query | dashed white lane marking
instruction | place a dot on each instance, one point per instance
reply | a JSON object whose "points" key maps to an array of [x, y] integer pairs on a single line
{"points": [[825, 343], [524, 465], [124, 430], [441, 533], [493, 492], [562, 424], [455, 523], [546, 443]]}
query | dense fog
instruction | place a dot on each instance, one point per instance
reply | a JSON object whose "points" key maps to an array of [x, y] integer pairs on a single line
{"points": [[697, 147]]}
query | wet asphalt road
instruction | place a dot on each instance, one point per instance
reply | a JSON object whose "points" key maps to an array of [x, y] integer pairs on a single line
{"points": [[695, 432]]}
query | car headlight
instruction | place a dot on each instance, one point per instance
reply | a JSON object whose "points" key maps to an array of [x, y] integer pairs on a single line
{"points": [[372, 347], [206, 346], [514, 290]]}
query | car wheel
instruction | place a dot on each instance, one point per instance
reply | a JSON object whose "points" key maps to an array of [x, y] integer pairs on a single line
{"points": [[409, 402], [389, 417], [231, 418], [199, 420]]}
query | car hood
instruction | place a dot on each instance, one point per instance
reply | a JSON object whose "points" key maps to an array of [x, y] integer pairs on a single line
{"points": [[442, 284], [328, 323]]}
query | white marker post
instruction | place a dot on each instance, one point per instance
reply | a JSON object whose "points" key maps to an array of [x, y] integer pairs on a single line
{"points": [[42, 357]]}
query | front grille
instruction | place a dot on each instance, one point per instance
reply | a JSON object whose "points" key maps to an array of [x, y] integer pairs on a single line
···
**Task goal**: Please repeat the data above, swapping every "place a dot" for "mark a point" and leaving everything else unchanged.

**Response to the task**:
query | dashed white lane marking
instruction | mark a point on each instance, one point per instance
reply | a JSON object whose "points" key maps to an array of [x, y] integer pairs on a single line
{"points": [[825, 343], [524, 465], [124, 430], [441, 533], [493, 492], [562, 424], [455, 523], [546, 443]]}
query | dense fog
instruction | mark a point on each instance, one point per instance
reply | a JSON object whose "points" key maps to an array of [x, y] integer pairs on a single line
{"points": [[697, 147]]}
query | wet asphalt road
instruction | mark a point on each instance, one point per instance
reply | a JSON object whose "points" key maps to an array of [x, y] integer pairs on a single line
{"points": [[695, 432]]}
query | car headlight
instruction | mark a point on each instance, one point per instance
reply | a JSON object whose "points" key maps to an array of [x, y] integer pairs on a single line
{"points": [[372, 347], [206, 346], [514, 290]]}
query | car wheel
instruction | mark a point on each instance, one point per instance
reply | a JSON object whose "points" key maps to an array of [x, y] integer pairs on a single line
{"points": [[409, 402], [389, 417], [231, 418], [199, 420]]}
query | car hood
instruction | mark a point on each instance, one point per instance
reply | a JSON object whose "points" key maps to an array of [x, y] integer pairs on a single line
{"points": [[442, 284], [328, 323]]}
query | white marker post
instruction | mark a point on each instance, one point per instance
reply | a JSON object whose "points" key maps to an array of [x, y] integer pairs on a single line
{"points": [[42, 357]]}
query | front grille
instruction | mark a point on each instance, one point per instance
reply | a JSON object whose "points" key maps to an array of [x, y] integer pairs on a single line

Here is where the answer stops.